Records of labeled points
START
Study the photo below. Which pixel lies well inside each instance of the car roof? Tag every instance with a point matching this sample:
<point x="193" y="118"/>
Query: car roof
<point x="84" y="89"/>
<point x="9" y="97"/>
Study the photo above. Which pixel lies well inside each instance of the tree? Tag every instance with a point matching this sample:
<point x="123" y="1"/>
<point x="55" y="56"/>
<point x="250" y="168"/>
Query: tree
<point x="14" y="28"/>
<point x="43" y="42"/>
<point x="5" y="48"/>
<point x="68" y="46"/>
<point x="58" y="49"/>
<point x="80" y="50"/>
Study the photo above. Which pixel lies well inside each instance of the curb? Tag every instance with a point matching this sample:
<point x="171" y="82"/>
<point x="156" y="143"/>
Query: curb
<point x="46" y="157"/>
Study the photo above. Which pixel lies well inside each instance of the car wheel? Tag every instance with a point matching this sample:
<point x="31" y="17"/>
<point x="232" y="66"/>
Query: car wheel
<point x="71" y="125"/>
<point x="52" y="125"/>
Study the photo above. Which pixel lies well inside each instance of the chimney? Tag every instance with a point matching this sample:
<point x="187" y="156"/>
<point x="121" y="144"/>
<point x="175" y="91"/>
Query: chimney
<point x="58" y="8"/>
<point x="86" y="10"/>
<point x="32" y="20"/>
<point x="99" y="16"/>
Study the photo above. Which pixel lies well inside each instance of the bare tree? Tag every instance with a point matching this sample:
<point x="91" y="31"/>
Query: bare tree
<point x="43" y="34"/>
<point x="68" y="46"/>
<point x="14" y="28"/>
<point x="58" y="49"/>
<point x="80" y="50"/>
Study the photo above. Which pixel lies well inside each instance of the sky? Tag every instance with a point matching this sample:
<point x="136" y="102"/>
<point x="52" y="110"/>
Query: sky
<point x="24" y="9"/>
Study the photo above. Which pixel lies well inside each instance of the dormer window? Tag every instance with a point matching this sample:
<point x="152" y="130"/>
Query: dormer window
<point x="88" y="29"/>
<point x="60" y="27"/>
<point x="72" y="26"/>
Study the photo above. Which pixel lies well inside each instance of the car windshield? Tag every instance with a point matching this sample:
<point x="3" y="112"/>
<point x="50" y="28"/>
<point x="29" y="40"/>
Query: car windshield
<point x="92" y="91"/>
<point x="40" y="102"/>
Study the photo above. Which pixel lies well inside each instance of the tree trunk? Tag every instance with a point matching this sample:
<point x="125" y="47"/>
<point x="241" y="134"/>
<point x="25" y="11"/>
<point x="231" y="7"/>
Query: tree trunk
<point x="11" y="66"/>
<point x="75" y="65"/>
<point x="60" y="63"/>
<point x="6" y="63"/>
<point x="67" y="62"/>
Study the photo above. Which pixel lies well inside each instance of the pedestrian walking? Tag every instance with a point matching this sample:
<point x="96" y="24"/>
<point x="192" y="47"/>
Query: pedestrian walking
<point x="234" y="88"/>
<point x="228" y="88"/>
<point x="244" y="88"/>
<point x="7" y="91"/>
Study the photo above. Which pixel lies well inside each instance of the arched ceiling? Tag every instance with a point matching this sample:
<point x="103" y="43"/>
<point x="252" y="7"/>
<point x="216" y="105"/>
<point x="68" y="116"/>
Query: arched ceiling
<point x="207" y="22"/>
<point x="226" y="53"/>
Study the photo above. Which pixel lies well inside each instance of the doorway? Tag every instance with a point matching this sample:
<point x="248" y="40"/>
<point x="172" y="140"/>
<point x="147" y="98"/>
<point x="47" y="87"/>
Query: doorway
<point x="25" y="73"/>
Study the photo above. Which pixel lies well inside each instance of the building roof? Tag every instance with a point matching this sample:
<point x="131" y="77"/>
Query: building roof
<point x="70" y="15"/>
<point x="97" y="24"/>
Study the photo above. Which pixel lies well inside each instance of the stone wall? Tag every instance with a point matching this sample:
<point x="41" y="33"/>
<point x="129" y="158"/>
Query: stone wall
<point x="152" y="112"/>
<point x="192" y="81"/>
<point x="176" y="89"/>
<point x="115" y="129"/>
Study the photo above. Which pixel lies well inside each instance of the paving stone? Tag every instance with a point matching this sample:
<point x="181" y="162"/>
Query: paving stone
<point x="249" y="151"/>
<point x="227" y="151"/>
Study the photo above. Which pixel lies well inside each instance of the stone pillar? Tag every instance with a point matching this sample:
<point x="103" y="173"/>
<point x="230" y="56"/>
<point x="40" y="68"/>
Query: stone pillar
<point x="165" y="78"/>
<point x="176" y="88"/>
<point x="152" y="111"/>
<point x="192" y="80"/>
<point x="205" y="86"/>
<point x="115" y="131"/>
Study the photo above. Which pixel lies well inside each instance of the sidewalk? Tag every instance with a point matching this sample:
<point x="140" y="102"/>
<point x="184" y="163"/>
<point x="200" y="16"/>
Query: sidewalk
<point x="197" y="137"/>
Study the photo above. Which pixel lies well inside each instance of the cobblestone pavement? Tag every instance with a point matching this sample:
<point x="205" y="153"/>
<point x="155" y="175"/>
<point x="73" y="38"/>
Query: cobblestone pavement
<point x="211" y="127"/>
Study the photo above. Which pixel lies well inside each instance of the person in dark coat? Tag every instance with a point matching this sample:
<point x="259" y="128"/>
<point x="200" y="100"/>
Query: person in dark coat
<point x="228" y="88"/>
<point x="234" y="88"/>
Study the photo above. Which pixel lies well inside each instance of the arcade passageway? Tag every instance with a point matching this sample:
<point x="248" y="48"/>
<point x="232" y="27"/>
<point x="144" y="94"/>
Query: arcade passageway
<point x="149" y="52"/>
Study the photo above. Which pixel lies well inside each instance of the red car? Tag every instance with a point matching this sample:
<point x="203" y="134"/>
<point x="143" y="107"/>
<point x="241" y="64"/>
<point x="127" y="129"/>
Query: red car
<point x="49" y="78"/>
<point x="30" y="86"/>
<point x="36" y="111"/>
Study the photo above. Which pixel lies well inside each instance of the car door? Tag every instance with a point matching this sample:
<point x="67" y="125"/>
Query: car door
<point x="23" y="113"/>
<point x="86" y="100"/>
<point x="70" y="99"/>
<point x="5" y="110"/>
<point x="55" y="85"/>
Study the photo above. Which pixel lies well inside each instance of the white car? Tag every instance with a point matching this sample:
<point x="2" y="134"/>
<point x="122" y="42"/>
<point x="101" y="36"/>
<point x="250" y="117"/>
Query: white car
END
WHAT IS ASKED: Swap "Study" for "Examine" in every one of the rows above, and write all the rows out again with nothing else changed.

OUTPUT FOR THIS EXERCISE:
Examine the photo below. Which pixel lies well inside each instance of the car roof? Tag every instance with a point matching this sample:
<point x="193" y="118"/>
Query: car roof
<point x="84" y="89"/>
<point x="9" y="97"/>
Examine the photo above. Which pixel lies well inside each instance of the tree? Tag every instance with a point matching this sample:
<point x="123" y="1"/>
<point x="55" y="56"/>
<point x="250" y="168"/>
Query: tree
<point x="14" y="28"/>
<point x="43" y="42"/>
<point x="5" y="48"/>
<point x="68" y="46"/>
<point x="58" y="49"/>
<point x="80" y="50"/>
Examine the photo above. Which pixel lies well inside each instance of the curb? Tag every instance with a point matching this sample:
<point x="171" y="82"/>
<point x="156" y="143"/>
Query: curb
<point x="46" y="157"/>
Examine the photo above. Which pixel lies well inside each instance of the car wheel? Tag every instance with a point matching this sample:
<point x="31" y="17"/>
<point x="232" y="66"/>
Query: car wheel
<point x="71" y="125"/>
<point x="52" y="125"/>
Examine the photo above. Which pixel lies well inside each instance of the chimney? Tag every instance with a point matching this sample:
<point x="187" y="156"/>
<point x="121" y="144"/>
<point x="175" y="91"/>
Query: chimney
<point x="58" y="8"/>
<point x="86" y="10"/>
<point x="32" y="20"/>
<point x="99" y="16"/>
Examine the photo above. Which pixel lies well inside each instance of the bare tree? Tag every instance with a point matching this sample:
<point x="91" y="31"/>
Query: bare tree
<point x="43" y="34"/>
<point x="68" y="46"/>
<point x="14" y="28"/>
<point x="58" y="49"/>
<point x="80" y="50"/>
Examine the photo above. Which pixel lies well inside each instance of the sky? Tag every instance with a point matching this sample:
<point x="136" y="102"/>
<point x="52" y="110"/>
Query: sky
<point x="24" y="9"/>
Examine the photo above. Which pixel lies well inside each instance of the dormer window? Tag every instance with a point matching this sample:
<point x="152" y="130"/>
Query: dormer window
<point x="88" y="29"/>
<point x="60" y="27"/>
<point x="72" y="26"/>
Examine the photo above. Which pixel lies well inside each instance of the car windshield? Tag every instance with a point matching this sample:
<point x="3" y="112"/>
<point x="50" y="28"/>
<point x="29" y="40"/>
Query: car windshield
<point x="92" y="91"/>
<point x="40" y="102"/>
Examine the photo above. Which pixel lies well inside each instance of the tree trunk? Tag every instance with a point matching this sample:
<point x="125" y="47"/>
<point x="241" y="134"/>
<point x="25" y="11"/>
<point x="231" y="7"/>
Query: tree trunk
<point x="11" y="66"/>
<point x="75" y="65"/>
<point x="60" y="63"/>
<point x="6" y="63"/>
<point x="67" y="62"/>
Examine the photo above. Which pixel lies well inside each instance of the pedestrian walking? Tag every instance with a point matching this sample:
<point x="96" y="24"/>
<point x="192" y="47"/>
Query: pedestrian walking
<point x="234" y="88"/>
<point x="228" y="88"/>
<point x="244" y="88"/>
<point x="7" y="91"/>
Examine the photo above. Which pixel lies well inside each instance of the arched ceiling? Tag every instance with a point matching this sample:
<point x="103" y="43"/>
<point x="252" y="7"/>
<point x="216" y="105"/>
<point x="68" y="116"/>
Query: arched ceiling
<point x="207" y="22"/>
<point x="226" y="53"/>
Examine the photo above. Which pixel lies well inside each instance of the doorway? Tag every instance with a point matching this sample:
<point x="248" y="40"/>
<point x="172" y="140"/>
<point x="147" y="98"/>
<point x="47" y="87"/>
Query: doorway
<point x="25" y="73"/>
Examine the photo above. Which pixel lies well inside each instance of the building roof? Tag every instance with a point matching this sample:
<point x="131" y="77"/>
Query: building roof
<point x="70" y="15"/>
<point x="97" y="24"/>
Examine the photo above. Which pixel lies well inside each instance of the stone wall? Tag every instance with a point matching this sample:
<point x="41" y="33"/>
<point x="129" y="158"/>
Query: stone wall
<point x="152" y="112"/>
<point x="192" y="81"/>
<point x="176" y="89"/>
<point x="115" y="129"/>
Examine the photo above. Which pixel lies well inside each instance of the paving stone? Tag every instance with a point matching this sample:
<point x="181" y="162"/>
Query: paving stone
<point x="249" y="151"/>
<point x="227" y="151"/>
Examine the photo above. Which pixel lies well inside each instance of the stone pillar? Tag every instance with a point matching this sample:
<point x="103" y="173"/>
<point x="230" y="56"/>
<point x="40" y="68"/>
Query: stone pillar
<point x="165" y="78"/>
<point x="176" y="88"/>
<point x="152" y="111"/>
<point x="192" y="80"/>
<point x="205" y="86"/>
<point x="115" y="131"/>
Examine the photo above. Which pixel lies well inside each instance of the sidewalk? Tag every instance with a point matching this sample:
<point x="140" y="102"/>
<point x="184" y="163"/>
<point x="200" y="16"/>
Query: sidewalk
<point x="197" y="137"/>
Examine the photo above. Which pixel lies well inside each instance of the cobblestone pavement? Tag every instance with a point matching this sample:
<point x="205" y="153"/>
<point x="155" y="175"/>
<point x="73" y="38"/>
Query: cobblestone pavement
<point x="211" y="127"/>
Examine the photo above. Which pixel lies well inside each instance of the person in dark coat? Tag every instance with a point matching this sample:
<point x="259" y="128"/>
<point x="200" y="100"/>
Query: person in dark coat
<point x="228" y="88"/>
<point x="234" y="88"/>
Examine the photo above. Which pixel lies well inside each instance of the arcade passageway? Tag every instance with a point matching this sample:
<point x="248" y="48"/>
<point x="232" y="27"/>
<point x="144" y="94"/>
Query: arcade passageway
<point x="149" y="52"/>
Examine the photo above. Which pixel lies well inside each instance of the red car? Tag every instance with a point matching this sample:
<point x="203" y="134"/>
<point x="143" y="107"/>
<point x="241" y="64"/>
<point x="127" y="129"/>
Query: red car
<point x="49" y="78"/>
<point x="30" y="86"/>
<point x="36" y="111"/>
Examine the photo above. Which pixel lies well inside each instance of the car door? Tag every instance with a point matching this sample:
<point x="67" y="125"/>
Query: car door
<point x="23" y="113"/>
<point x="86" y="100"/>
<point x="70" y="99"/>
<point x="5" y="110"/>
<point x="55" y="85"/>
Examine the photo above. Which pixel lies well inside each instance of the white car? Tag every instance with a point matching this sample:
<point x="2" y="134"/>
<point x="122" y="42"/>
<point x="101" y="36"/>
<point x="250" y="117"/>
Query: white car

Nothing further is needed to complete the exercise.